Task brief:
Which of the lines below include the word "gray"? Pull each one out.

Records provided:
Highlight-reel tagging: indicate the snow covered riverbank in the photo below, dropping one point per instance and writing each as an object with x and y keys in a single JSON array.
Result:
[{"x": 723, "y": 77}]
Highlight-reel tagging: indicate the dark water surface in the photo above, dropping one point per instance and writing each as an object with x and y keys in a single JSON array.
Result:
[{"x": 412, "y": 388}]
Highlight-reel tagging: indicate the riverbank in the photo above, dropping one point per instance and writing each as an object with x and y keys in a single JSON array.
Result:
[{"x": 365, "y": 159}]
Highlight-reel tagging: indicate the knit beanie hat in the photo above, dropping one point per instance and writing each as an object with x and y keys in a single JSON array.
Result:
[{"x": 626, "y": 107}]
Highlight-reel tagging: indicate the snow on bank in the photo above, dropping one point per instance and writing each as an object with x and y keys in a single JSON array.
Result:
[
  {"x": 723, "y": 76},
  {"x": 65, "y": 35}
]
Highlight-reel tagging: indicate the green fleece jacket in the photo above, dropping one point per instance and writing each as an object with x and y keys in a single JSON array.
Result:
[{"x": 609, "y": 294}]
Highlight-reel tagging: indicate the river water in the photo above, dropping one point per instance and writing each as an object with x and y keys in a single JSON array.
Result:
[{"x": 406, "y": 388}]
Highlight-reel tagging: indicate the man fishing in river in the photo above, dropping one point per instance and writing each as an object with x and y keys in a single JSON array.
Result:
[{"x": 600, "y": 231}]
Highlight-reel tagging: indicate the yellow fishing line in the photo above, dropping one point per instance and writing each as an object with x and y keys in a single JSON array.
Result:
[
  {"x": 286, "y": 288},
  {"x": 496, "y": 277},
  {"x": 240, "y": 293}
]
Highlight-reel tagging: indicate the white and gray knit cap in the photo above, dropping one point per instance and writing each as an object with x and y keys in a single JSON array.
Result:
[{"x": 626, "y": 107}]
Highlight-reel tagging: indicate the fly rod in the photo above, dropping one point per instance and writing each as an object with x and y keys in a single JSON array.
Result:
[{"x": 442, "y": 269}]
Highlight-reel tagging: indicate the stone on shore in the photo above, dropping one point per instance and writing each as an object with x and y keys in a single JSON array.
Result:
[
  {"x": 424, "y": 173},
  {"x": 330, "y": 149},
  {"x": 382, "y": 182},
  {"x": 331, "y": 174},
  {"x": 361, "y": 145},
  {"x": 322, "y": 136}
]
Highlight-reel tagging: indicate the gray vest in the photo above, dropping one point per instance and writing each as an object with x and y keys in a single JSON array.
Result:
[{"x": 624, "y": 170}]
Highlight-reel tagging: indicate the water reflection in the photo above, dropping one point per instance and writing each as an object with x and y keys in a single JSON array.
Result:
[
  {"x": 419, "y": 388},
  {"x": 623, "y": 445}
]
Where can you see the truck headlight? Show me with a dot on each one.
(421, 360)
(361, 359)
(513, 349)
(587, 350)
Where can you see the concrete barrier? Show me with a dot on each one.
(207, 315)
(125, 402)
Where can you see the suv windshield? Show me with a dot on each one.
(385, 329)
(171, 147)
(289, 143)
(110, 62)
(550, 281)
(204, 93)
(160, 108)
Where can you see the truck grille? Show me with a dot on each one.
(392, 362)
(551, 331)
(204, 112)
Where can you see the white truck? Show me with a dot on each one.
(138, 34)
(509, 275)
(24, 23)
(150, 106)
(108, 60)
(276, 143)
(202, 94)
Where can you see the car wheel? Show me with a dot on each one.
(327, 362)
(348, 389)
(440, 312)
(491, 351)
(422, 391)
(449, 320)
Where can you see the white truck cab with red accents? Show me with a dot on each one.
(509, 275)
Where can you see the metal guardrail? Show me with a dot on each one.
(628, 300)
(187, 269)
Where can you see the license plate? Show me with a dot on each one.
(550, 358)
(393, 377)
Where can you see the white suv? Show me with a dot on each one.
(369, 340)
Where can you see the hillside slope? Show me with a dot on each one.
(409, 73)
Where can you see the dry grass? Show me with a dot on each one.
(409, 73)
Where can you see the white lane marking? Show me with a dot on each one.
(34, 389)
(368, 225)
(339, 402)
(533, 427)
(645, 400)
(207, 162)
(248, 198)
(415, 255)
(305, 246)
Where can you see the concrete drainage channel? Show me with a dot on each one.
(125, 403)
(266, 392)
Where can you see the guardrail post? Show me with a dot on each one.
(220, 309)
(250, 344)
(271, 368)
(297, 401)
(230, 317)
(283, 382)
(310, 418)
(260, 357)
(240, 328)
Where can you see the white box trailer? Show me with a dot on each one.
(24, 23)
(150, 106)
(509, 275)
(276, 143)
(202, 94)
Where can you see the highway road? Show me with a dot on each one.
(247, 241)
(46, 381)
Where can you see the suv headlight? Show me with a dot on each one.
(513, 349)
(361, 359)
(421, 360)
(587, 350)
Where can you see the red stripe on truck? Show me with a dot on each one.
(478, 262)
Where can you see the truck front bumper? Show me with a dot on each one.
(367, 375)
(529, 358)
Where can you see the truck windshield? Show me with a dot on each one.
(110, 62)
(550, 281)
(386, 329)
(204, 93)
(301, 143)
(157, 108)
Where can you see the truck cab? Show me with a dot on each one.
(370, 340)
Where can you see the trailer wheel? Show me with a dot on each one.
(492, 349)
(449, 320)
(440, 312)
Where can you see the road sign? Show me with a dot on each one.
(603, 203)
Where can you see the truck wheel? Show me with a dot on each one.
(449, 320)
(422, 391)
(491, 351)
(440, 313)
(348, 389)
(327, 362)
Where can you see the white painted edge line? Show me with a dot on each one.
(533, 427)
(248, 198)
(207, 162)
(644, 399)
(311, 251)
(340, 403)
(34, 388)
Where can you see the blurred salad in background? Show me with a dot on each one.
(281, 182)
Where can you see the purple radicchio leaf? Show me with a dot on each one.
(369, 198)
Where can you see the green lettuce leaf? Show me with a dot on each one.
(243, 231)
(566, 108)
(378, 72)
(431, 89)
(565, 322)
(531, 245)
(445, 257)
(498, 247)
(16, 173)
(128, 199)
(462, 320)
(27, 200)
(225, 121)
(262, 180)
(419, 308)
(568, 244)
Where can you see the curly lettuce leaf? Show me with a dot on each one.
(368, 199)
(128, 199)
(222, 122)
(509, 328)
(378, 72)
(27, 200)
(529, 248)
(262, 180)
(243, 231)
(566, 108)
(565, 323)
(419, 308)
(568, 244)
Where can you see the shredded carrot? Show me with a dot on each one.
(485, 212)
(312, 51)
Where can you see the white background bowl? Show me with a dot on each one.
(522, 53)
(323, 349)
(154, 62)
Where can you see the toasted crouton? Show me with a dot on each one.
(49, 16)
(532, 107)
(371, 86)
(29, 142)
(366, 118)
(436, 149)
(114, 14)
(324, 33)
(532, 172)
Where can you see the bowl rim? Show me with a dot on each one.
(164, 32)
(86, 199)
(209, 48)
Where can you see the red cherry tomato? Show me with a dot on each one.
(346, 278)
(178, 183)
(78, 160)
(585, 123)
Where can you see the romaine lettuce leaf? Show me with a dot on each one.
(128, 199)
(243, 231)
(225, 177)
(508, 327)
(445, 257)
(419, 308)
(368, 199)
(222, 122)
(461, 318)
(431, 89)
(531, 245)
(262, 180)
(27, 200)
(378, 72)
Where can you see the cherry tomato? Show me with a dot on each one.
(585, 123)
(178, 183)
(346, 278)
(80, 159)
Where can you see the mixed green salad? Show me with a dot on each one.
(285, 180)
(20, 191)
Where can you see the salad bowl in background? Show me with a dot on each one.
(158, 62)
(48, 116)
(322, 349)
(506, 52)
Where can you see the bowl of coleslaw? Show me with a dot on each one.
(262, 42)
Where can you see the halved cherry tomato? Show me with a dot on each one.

Solved problem:
Highlight-reel tagging: indicate the white and gray knit cap in the photo above, dropping one point per instance and writing each as an object with x and y keys in a single JSON array.
Highlight-reel tagging: indicate the gray vest in the photo above, dropping one point per instance and writing each as an object with x and y keys in a single JSON array.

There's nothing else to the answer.